WHAT TO DO: Carry on the passage about Mr Evans' report on legal aid fees, beginning after its final sentence.

EXTRACT PROVIDED:

In his report at page 67, Mr Evans  indicates that the legal profession’s argument for increased fees is unlikely to find public support when the perception is that some legal aid lawyers appear to be well rewarded. The numbers of solicitors who have left this branch of the profession in the last decade must at least be seen as some proof that the “rewards” are in no way commensurate with what can be earned in other areas, if the word of those lawyers is not acceptable to Mr Evans.

However, what is most regrettable about this part of Mr Evans’ report is that the perception which he highlights as presenting an obstacle to any increase in rates of pay is compounded by him. This is laid bare at page 70 where the earnings of the leading 20 Advocates and solicitors’ firms are quoted. Mr Evans states on the basis of these that “it is hard to justify a general increase in fees when all those identified above would also receive an increase in their fees from the current very substantial levels”

DATASET ENTRIES:

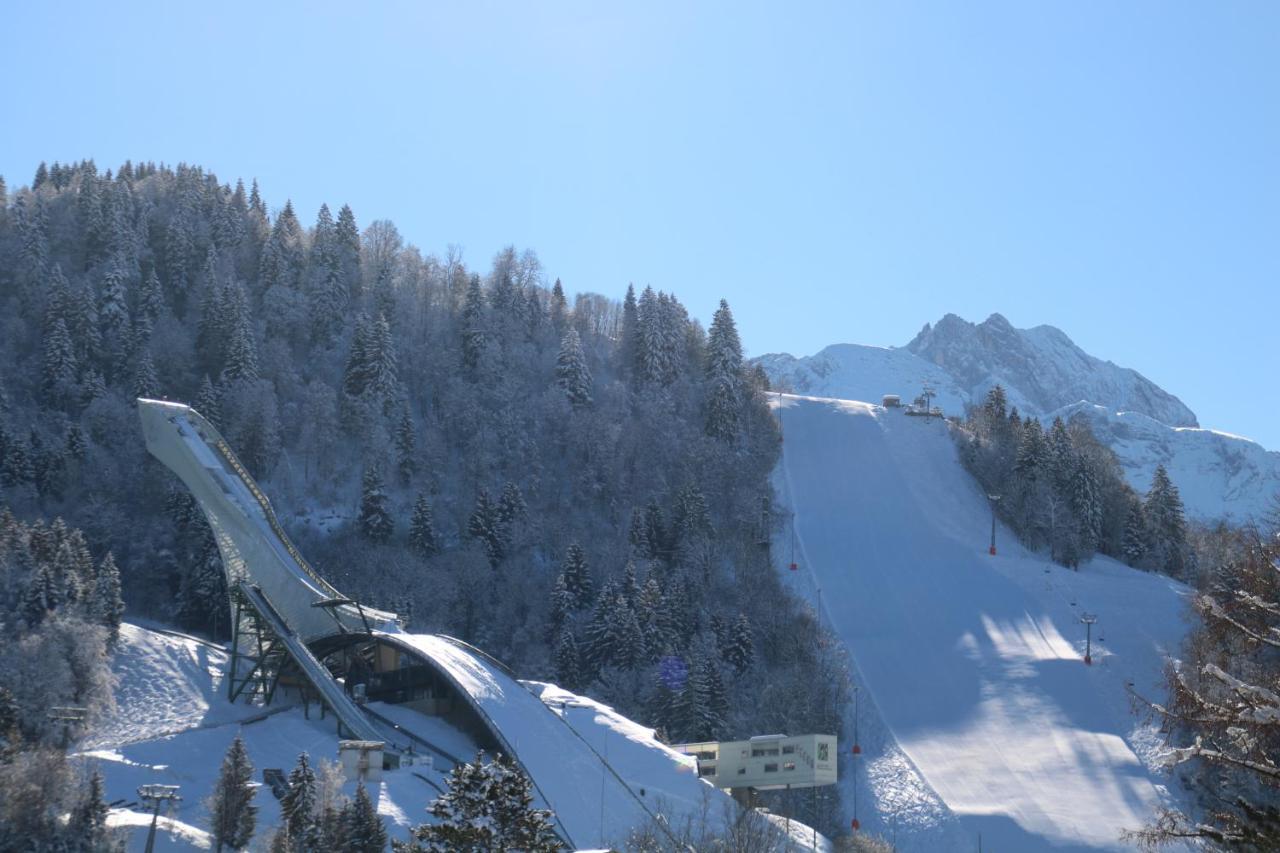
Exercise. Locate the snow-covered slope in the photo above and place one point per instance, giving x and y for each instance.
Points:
(603, 772)
(1041, 369)
(1045, 374)
(972, 664)
(1219, 475)
(856, 372)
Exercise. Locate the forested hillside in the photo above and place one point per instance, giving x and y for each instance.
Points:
(579, 486)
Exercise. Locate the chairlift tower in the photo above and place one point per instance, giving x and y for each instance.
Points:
(1088, 619)
(156, 796)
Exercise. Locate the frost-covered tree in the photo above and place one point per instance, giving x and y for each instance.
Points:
(740, 648)
(487, 808)
(106, 606)
(60, 370)
(568, 667)
(374, 519)
(406, 447)
(572, 375)
(421, 529)
(577, 576)
(1166, 523)
(1223, 714)
(300, 803)
(232, 813)
(362, 829)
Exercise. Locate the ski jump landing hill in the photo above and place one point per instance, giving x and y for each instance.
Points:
(969, 665)
(295, 628)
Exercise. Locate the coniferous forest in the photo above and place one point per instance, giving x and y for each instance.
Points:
(576, 483)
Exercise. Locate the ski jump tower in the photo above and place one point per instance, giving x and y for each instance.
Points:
(279, 603)
(287, 619)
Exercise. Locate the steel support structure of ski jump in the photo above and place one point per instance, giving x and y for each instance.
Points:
(282, 609)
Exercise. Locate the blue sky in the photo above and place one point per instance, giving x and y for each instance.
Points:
(839, 172)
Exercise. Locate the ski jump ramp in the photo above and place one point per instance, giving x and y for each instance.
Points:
(598, 789)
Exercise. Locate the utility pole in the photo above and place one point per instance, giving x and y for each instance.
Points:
(1088, 619)
(156, 794)
(993, 498)
(928, 400)
(855, 751)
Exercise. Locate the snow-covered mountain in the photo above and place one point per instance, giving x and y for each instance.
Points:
(1045, 374)
(1042, 369)
(977, 715)
(1220, 475)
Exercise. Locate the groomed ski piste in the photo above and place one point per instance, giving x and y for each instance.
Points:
(977, 715)
(602, 775)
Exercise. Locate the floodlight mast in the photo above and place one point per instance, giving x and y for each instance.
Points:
(993, 498)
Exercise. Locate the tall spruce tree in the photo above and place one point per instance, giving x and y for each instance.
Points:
(374, 519)
(362, 829)
(300, 803)
(232, 811)
(572, 375)
(488, 807)
(421, 529)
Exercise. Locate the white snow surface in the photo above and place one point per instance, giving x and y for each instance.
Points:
(1217, 474)
(1043, 374)
(589, 769)
(602, 772)
(973, 688)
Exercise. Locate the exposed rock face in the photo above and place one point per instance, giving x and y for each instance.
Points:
(1043, 369)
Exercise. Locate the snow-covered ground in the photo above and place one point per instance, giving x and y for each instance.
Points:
(1045, 374)
(600, 771)
(977, 711)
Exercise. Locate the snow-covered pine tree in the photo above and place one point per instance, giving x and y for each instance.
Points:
(241, 347)
(59, 368)
(487, 808)
(106, 605)
(572, 375)
(712, 701)
(380, 364)
(361, 828)
(511, 506)
(1136, 534)
(725, 374)
(629, 342)
(208, 402)
(568, 670)
(406, 447)
(740, 649)
(151, 297)
(86, 826)
(1166, 523)
(1086, 506)
(145, 381)
(421, 529)
(231, 808)
(577, 576)
(355, 378)
(561, 607)
(558, 309)
(475, 337)
(374, 520)
(298, 804)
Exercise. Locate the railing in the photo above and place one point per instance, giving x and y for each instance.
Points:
(269, 514)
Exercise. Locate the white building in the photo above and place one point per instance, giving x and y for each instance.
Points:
(767, 762)
(361, 760)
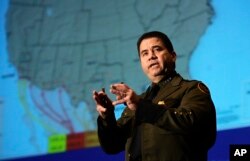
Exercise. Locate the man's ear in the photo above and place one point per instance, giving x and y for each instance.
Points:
(173, 56)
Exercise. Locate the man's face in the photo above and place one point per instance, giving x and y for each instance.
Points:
(155, 58)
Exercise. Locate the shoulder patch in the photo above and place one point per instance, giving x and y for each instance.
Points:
(203, 88)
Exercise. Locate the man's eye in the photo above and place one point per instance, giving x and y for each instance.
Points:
(157, 49)
(144, 54)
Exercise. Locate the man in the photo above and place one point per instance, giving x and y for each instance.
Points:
(174, 120)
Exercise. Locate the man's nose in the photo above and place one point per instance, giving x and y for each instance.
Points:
(152, 55)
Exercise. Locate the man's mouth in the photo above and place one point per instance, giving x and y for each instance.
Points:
(153, 64)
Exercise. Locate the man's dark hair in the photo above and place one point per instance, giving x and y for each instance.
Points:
(164, 38)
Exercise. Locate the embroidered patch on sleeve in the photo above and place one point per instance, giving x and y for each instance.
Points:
(203, 88)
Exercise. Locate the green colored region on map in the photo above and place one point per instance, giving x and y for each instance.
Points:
(57, 143)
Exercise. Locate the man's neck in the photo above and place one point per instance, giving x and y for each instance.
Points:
(158, 78)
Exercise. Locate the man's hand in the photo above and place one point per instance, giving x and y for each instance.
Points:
(124, 94)
(104, 105)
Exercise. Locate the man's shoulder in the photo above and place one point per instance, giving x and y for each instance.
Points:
(196, 84)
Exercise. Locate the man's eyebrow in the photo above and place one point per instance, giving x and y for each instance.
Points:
(143, 50)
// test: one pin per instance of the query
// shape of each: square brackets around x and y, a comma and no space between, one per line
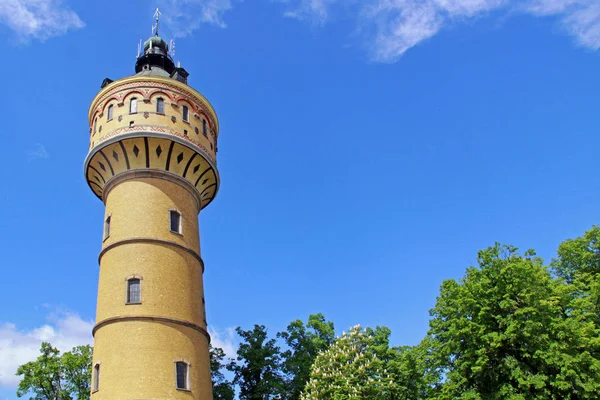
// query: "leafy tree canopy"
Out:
[222,389]
[304,344]
[257,370]
[508,330]
[350,370]
[56,377]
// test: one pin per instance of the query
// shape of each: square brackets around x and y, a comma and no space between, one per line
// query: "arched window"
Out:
[185,113]
[96,378]
[175,221]
[134,291]
[133,106]
[107,227]
[182,370]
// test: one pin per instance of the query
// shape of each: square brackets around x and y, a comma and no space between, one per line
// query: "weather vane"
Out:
[155,27]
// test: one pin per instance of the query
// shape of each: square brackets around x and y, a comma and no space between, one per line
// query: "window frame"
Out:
[127,289]
[185,113]
[133,105]
[107,223]
[160,105]
[188,383]
[180,225]
[96,377]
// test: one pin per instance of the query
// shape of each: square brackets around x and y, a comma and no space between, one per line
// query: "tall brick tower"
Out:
[152,161]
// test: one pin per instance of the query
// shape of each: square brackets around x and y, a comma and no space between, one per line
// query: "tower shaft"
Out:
[152,161]
[139,344]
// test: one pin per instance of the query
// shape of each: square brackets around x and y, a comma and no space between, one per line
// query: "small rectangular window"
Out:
[133,291]
[133,106]
[175,222]
[107,227]
[182,375]
[185,112]
[96,378]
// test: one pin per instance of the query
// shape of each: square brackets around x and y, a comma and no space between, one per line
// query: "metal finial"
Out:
[172,48]
[156,16]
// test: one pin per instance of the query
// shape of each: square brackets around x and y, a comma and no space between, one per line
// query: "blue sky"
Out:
[368,150]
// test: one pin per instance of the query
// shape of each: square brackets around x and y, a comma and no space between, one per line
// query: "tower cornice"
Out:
[116,86]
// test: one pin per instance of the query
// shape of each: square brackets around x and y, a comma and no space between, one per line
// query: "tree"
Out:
[508,330]
[77,368]
[304,344]
[413,373]
[579,258]
[257,371]
[52,377]
[350,370]
[222,389]
[43,377]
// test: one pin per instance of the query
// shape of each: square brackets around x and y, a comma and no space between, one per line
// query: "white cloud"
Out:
[225,339]
[64,331]
[315,11]
[391,27]
[185,16]
[38,152]
[402,24]
[38,19]
[579,18]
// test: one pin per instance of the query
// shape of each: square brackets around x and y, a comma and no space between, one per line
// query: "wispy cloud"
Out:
[38,152]
[313,11]
[225,339]
[64,330]
[391,27]
[402,24]
[38,19]
[185,16]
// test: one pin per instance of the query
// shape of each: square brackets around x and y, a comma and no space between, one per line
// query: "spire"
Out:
[155,56]
[155,27]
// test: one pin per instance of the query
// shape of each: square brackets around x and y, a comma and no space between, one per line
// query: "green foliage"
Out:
[52,377]
[222,389]
[77,368]
[508,330]
[579,258]
[350,370]
[304,343]
[414,376]
[257,370]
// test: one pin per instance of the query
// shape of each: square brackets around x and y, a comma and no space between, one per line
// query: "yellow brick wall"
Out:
[137,357]
[138,361]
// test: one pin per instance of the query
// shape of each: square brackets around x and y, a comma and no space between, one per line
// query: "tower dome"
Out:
[152,161]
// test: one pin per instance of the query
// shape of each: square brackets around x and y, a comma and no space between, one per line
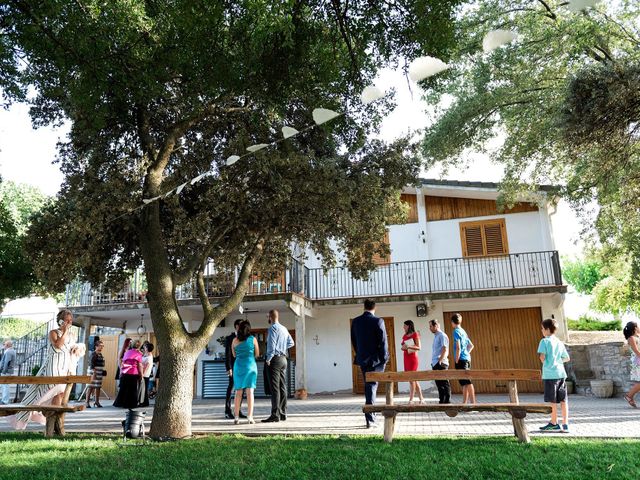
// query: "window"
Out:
[412,201]
[484,238]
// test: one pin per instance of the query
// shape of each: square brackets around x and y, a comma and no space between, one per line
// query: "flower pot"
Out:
[602,388]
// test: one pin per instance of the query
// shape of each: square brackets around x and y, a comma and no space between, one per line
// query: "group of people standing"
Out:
[135,364]
[241,351]
[370,343]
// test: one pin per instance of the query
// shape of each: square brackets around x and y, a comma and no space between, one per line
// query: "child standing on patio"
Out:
[553,356]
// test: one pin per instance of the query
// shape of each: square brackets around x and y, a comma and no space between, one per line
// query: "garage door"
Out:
[503,339]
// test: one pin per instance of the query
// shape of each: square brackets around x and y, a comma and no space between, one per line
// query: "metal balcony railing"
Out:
[517,270]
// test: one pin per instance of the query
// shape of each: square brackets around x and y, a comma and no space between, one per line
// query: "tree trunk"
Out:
[172,412]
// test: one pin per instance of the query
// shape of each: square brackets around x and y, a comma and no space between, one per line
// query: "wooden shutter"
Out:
[411,200]
[487,237]
[472,245]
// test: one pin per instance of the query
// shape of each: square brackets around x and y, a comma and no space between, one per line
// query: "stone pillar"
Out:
[301,356]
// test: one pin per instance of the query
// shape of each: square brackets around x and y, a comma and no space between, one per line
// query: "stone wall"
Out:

RESPONSE TO THIS TASK:
As far as both sets of fees are concerned, Mr Evans firstly fails to identify that the figures quoted are inclusive of VAT. The figures are also not scrutinised in any way at all, nor is any attempt made to do so it would seem. For instance, no regard is had to the nature, length and complexity of the cases conducted by the relevant party during the period of payment. As far as solicitors fees specifically are concerned,  it would appear that Mr Evans has conducted no analysis of the size of the firms in receipt of the payments which he has quoted, the numbers of cases undertaken by those firms or the numbers of staff employed by them.

A person with no knowledge of the system of Legal Aid might be forgiven for thinking that the figures quoted by Mr Evans represent the actual wages or salaries of individual lawyers. Therefore, given that no analysis, caveat or enquiry has been made of or applied to those figures at all, their citation is liable only to entrench the public perception which Mr Evans considers is an impediment to any argument in favour of an increase in fee rates.

Mention has already been made of the numbers of solicitors who have left the profession in recent years. In the context of comparing the workloads of the Crown and defence at page 71, Mr Evans identifies that as of March 2017 there were 1,210 solicitors registered to provide criminal legal assistance. He describes this figure as having “remained steady” since 2012/13 despite a reduction in the numbers of cases proceeding to court in the same period.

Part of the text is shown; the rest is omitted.